- AIM:
Print out each record below, unaltered and complete, without its images.

— START AVAILABLE RECORDS —

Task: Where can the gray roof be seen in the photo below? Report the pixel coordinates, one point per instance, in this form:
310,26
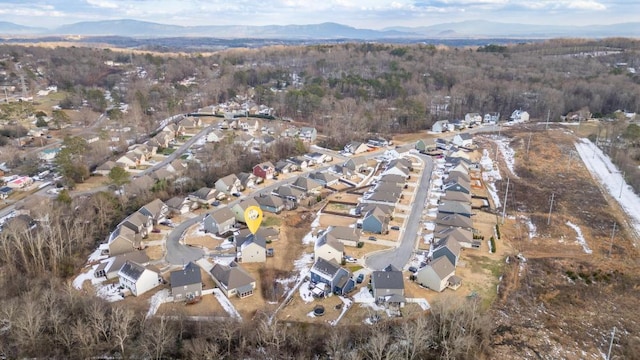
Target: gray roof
231,276
131,270
450,243
455,207
188,276
245,237
456,196
329,268
454,220
270,200
222,215
442,267
344,232
387,280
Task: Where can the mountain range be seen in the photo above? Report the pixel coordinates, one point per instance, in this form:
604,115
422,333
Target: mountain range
453,30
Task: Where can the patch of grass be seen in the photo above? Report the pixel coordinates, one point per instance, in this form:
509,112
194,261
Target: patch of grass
271,221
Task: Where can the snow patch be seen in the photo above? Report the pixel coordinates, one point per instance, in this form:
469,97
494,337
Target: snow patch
579,237
605,172
156,300
226,304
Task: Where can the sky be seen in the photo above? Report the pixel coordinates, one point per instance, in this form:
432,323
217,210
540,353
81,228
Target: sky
369,14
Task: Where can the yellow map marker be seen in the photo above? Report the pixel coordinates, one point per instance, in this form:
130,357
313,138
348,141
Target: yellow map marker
253,218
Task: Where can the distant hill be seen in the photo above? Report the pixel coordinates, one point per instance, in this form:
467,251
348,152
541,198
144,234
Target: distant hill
483,28
479,29
136,28
15,29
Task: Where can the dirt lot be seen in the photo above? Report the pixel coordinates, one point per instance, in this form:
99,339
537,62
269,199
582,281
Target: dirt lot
563,301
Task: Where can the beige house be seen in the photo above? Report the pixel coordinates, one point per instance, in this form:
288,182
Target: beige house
328,249
233,280
438,275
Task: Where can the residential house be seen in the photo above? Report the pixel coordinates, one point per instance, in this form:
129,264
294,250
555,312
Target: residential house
191,122
349,236
337,279
215,136
457,185
356,164
233,280
5,191
456,196
240,207
109,267
393,179
243,139
186,284
455,220
473,119
163,174
438,275
250,247
105,168
441,126
140,223
265,170
375,221
455,207
300,162
308,134
448,247
157,210
289,193
356,147
388,286
424,145
206,195
229,184
306,184
270,203
318,158
138,279
179,205
464,237
248,180
463,140
324,178
328,249
519,116
285,167
221,221
491,118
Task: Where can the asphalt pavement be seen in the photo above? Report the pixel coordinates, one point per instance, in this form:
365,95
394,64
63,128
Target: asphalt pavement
400,256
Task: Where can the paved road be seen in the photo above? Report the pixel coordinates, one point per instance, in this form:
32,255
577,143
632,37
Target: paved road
401,255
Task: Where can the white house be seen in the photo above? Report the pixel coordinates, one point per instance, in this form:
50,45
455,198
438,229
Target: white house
519,116
137,279
438,275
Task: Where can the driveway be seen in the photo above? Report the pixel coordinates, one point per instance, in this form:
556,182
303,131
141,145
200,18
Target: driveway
401,255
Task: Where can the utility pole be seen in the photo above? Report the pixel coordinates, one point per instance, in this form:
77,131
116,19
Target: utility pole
550,208
548,116
613,336
504,208
613,234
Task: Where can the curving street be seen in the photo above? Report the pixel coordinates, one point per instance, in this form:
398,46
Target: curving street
401,255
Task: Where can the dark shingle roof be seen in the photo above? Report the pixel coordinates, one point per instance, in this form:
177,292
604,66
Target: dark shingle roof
187,276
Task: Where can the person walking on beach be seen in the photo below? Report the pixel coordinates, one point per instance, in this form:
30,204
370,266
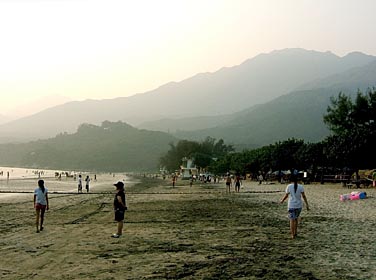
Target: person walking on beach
173,180
228,183
87,180
119,207
40,204
238,183
294,193
79,183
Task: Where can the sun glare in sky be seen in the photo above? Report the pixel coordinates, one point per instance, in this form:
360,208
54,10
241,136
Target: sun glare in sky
104,49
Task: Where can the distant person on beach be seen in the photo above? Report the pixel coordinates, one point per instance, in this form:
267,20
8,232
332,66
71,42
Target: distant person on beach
120,207
40,204
79,183
228,183
191,181
238,183
294,193
87,180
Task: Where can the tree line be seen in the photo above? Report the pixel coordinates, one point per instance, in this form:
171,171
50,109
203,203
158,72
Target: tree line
350,146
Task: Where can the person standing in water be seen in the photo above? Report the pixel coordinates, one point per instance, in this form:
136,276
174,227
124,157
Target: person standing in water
40,204
294,193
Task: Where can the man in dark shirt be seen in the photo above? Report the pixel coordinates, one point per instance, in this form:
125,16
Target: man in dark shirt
119,208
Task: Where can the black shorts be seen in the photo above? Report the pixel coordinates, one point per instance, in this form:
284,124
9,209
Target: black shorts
119,215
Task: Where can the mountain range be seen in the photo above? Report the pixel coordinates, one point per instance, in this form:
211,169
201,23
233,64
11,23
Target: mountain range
110,147
267,98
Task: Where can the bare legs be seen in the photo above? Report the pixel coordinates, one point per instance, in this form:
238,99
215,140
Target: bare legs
120,227
294,228
39,213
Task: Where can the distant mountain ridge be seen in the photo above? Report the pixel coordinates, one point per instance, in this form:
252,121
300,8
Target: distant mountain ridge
298,114
225,92
111,147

— END AVAILABLE RECORDS —

- WRITTEN ANSWER:
Task: Where can the gray roof be seen in the photo below? Report the pixel coordinates, one point per instance, in this form:
310,26
Target: gray roof
231,276
131,270
450,243
455,207
188,276
245,237
456,196
329,268
454,220
270,200
222,215
442,267
344,232
387,280
Task: Where can the mountain range be seen in the photo above? Report the pixel coordinates, one point per instance, in this form:
604,115
422,333
Target: mountain range
453,30
Task: Where can the patch of grass be seen in the photo above? Report the pixel coordinates, one point per instance, in this form:
509,112
194,261
Target: patch of grass
271,221
Task: Where can the snow patch be seen in the photo above? Report the pixel coordinates, one point per instance, in this form:
469,97
494,337
Target: snow patch
579,237
605,172
156,300
226,304
Task: Where can the sky be seen in the photo above? Report the pixel coordinates, one point per instance, in this form:
432,323
217,210
540,353
81,228
Target: sky
369,14
Task: Where can the yellow map marker be seen in the photo above? Report the pixel coordinates, one point per instance, in this form:
130,357
313,138
348,141
Target: yellow map marker
253,218
Task: Where can the distant hill be seen in the photo above? Report the pixel coordinates, one point per instance, in this form:
467,251
348,152
541,198
144,234
Target: distant hill
483,28
479,29
136,28
15,29
Task: Where can the dirt lot be seen in the photo above? Report the pixel coordinates, one point per instance, in this form:
99,339
537,62
269,199
582,281
Target: dirt lot
563,301
Task: Where can the beige house be seen in the photo above? Report the pixel coordinates, one point per instance, in this form:
288,182
Target: beige house
328,249
233,280
438,275
Task: Where can the residential house be seen in the photo above? Report the pixel coordinates, one point per instance, in this form:
129,264
294,250
555,312
Target: residential house
191,122
349,236
337,279
215,136
457,185
356,164
233,280
5,191
456,196
240,207
109,267
393,179
243,139
186,284
455,220
473,119
163,174
438,275
250,247
105,168
441,126
140,223
265,170
375,221
455,207
300,162
308,134
448,247
157,210
289,193
356,147
388,286
424,145
206,195
229,184
306,184
270,203
318,158
138,279
179,205
464,237
248,180
463,140
324,178
328,249
519,116
285,167
221,221
491,118
Task: Where can the asphalt pavement be seen in the photo above? Report the pixel coordinates, one point per instance, in this form:
365,95
394,64
63,128
Target: asphalt pavement
400,256
Task: Where can the paved road be seen in the photo above? Report the pixel coordinates, one point per instance, in this form:
32,255
577,143
632,37
Target: paved road
401,255
Task: Where can the white house be seen in the photo above? Report the pixel coordinates, one point per instance, in this form:
50,45
455,198
438,229
Target: white house
519,116
137,279
438,275
Task: Where can the driveway be seen in the photo above? Report the pixel coordinates, one point per instance, in this form:
556,182
303,131
141,145
200,18
Target: driveway
401,255
Task: Where can the utility pole be seen in the photo above? Report the pixel coordinates, one point per instance, in this form:
77,131
116,19
Target: utility pole
550,208
548,116
613,336
504,208
613,234
Task: Where can the curving street be seen in the photo above? Report the pixel coordinates, one point per instance, in this form:
398,46
Target: curving street
401,255
Task: Where can the dark shingle roof be seen in the photo above? Report the pixel coordinates, one point per instance, in this form:
177,292
604,66
Target: dark shingle roof
187,276
Task: Where can the person walking on beach be seen in the photo below? Report the pixel coordinates, one point per instance, in this form:
30,204
370,266
Target: person walking on beach
173,180
228,183
87,180
119,207
40,204
238,183
294,193
79,183
Task: Where can the sun glare in sky be seen in the photo above? Report the pixel coordinates, one point per instance, in this form:
360,208
54,10
241,136
Target: sun glare in sky
104,49
Task: Where can the distant person on beach be seen in the photo above? Report the pixel coordinates, one point per instance, in this form:
267,20
8,232
332,66
71,42
Target: distant person on beach
120,207
40,204
79,183
228,183
191,181
238,183
294,193
87,180
Task: Where can the tree line be seen in the photo above? Report the pixel coordinates, one point per instance, in this form:
171,171
50,109
203,203
158,72
Target: tree line
350,146
Task: Where can the person standing in water be seen in the photo above? Report the pixel coordinates, one point per instance, in this form:
136,276
174,227
124,157
Target: person standing in water
40,204
294,193
Task: Where can the man in dark shirt be seen in the photo above? Report the pixel coordinates, one point per instance, in this form:
125,16
Target: man in dark shirt
119,208
Task: Where can the black shorts be seen in the photo above? Report the pixel coordinates, one point per instance, in this form:
284,124
9,209
Target: black shorts
119,215
Task: Where can the mountain range be seen in the photo above? Report the pixel coordinates, one point per instance, in this form:
211,169
201,23
233,64
11,23
Target: mountain range
110,147
267,98
Task: Where can the bare legs be seen in the photo above? Report the pixel coordinates, one point per instance, in this form:
238,99
215,140
Target: bare legs
120,227
294,228
39,213
Task: Where can the distant mountain ridge be seen in the photo above? Report the pixel coordinates, one point per instance, in this form:
252,121
300,8
Target: distant mountain ridge
298,114
225,92
111,147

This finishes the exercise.